---------- EXERCISE PASSAGE ----------

Background: Welding-associated air pollutants negatively affect the health of exposed workers; however, their molecular mechanisms in causing disease remain largely unclear. Few studies have systematically investigated the systemic toxic effects of welding fumes on humans.
Objectives: To explore the effects of welding fumes on the plasma metabolome, and to identify biomarkers for risk assessment of welding fume exposure.
Methods: The two-stage, self-controlled exploratory study included 11 boilermakers from a 2011 discovery panel and 8 boilermakers from a 2012 validation panel. Plasma samples were collected pre- and post-welding fume exposure and analyzed by chromatography/mass spectrometry.
Results: Eicosapentaenoic or docosapentaenoic acid metabolic changes post-welding were significantly associated with particulate (PM2.5) exposure (p<0.05). The combined analysis by linear mixed-effects model showed that exposure was associated with a statistically significant decline in metabolite change of eicosapentaenoic acid [β(95% CI) = -0.013(-0.022 ≈ -0.004); p = 0.005], docosapentaenoic acid n3 [β(95% CI) = -0.010(-0.018 ≈ -0.002); p = 0.017], and docosapentaenoic acid n6 [β(95% CI) = -0.007(-0.013 ≈ -0.001); p = 0.021]. Pathway analysis identified an association of the unsaturated fatty acid pathway with exposure (p Study-2011 = 0.025; p Study-2012 = 0.021; p Combined = 0.009). The functional network built by these fatty acids and their interactive genes contained significant enrichment of genes associated with various diseases, including neoplasms, cardiovascular diseases, and lipid metabolism disorders.
Conclusions: High-dose exposure of metal welding fumes decreases unsaturated fatty acids with an exposure-response relationship. This alteration in fatty acids is a potential biological mediator and biomarker for exposure-related health disorders.

---------- DATA SUPPLIED ----------

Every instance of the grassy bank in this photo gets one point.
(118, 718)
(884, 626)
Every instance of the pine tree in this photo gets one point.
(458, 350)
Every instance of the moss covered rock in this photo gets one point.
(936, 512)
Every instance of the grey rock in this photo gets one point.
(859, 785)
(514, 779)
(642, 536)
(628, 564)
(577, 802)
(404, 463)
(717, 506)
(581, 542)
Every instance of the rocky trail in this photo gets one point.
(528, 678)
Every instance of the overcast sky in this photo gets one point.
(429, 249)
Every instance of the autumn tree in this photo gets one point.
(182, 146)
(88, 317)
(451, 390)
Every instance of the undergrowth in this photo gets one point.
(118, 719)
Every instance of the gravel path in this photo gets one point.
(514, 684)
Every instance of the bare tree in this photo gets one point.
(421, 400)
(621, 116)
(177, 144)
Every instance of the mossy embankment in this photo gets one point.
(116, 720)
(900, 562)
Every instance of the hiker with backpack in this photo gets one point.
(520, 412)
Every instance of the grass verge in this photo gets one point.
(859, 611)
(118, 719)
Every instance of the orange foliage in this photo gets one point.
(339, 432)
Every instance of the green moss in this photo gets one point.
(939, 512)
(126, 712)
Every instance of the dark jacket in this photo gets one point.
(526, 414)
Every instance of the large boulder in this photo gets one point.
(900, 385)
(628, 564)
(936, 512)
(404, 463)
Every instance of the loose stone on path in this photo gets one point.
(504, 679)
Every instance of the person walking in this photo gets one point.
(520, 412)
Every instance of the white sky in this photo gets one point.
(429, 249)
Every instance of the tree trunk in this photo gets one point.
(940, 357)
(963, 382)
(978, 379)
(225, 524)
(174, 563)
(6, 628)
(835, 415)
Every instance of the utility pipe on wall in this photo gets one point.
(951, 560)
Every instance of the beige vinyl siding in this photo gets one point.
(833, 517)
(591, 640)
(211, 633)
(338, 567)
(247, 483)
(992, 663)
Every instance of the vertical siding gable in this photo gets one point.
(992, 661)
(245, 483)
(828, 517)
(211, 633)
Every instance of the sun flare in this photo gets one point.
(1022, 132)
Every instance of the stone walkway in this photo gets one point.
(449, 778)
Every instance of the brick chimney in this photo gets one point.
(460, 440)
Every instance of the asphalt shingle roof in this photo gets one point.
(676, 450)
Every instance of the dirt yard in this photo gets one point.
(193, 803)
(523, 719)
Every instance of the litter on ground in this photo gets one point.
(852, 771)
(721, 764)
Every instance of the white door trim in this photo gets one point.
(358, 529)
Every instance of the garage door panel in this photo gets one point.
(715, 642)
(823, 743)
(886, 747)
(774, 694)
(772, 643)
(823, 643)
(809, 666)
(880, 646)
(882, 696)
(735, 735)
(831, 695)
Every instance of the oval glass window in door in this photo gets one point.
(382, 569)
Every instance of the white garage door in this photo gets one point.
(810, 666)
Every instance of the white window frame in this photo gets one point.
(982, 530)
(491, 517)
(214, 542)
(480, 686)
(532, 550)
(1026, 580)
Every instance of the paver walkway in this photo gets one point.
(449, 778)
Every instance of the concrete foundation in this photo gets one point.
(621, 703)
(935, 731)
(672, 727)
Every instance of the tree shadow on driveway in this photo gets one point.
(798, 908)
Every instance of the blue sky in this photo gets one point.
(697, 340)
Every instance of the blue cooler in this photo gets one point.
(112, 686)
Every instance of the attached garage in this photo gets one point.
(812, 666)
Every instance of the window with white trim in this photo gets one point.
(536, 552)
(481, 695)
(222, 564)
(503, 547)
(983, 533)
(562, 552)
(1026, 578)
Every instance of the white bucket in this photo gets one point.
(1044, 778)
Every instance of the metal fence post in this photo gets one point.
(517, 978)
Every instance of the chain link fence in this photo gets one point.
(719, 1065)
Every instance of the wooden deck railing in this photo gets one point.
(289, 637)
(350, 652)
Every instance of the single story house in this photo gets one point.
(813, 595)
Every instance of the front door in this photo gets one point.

----------

◆ QUESTIONS ◆
A) Answer these questions using the welding fume abstract above.
(i) How many boilermakers made up the 2012 validation panel?
(ii) What p-value is reported for docosapentaenoic acid n3 in the combined analysis?
(iii) Which kinds of diseases are named as enriched in the functional network?
B) Print the part of the welding fume abstract that opens with the words containing "Background: Welding-associated air" and closes with "fumes on humans.".

◆ TASK RESPONSES ◆
A)
(i) 8 boilermakers.
(ii) p = 0.017.
(iii) Neoplasms, cardiovascular diseases, and lipid metabolism disorders.

B)
Background: Welding-associated air pollutants negatively affect the health of exposed workers; however, their molecular mechanisms in causing disease remain largely unclear. Few studies have systematically investigated the systemic toxic effects of welding fumes on humans.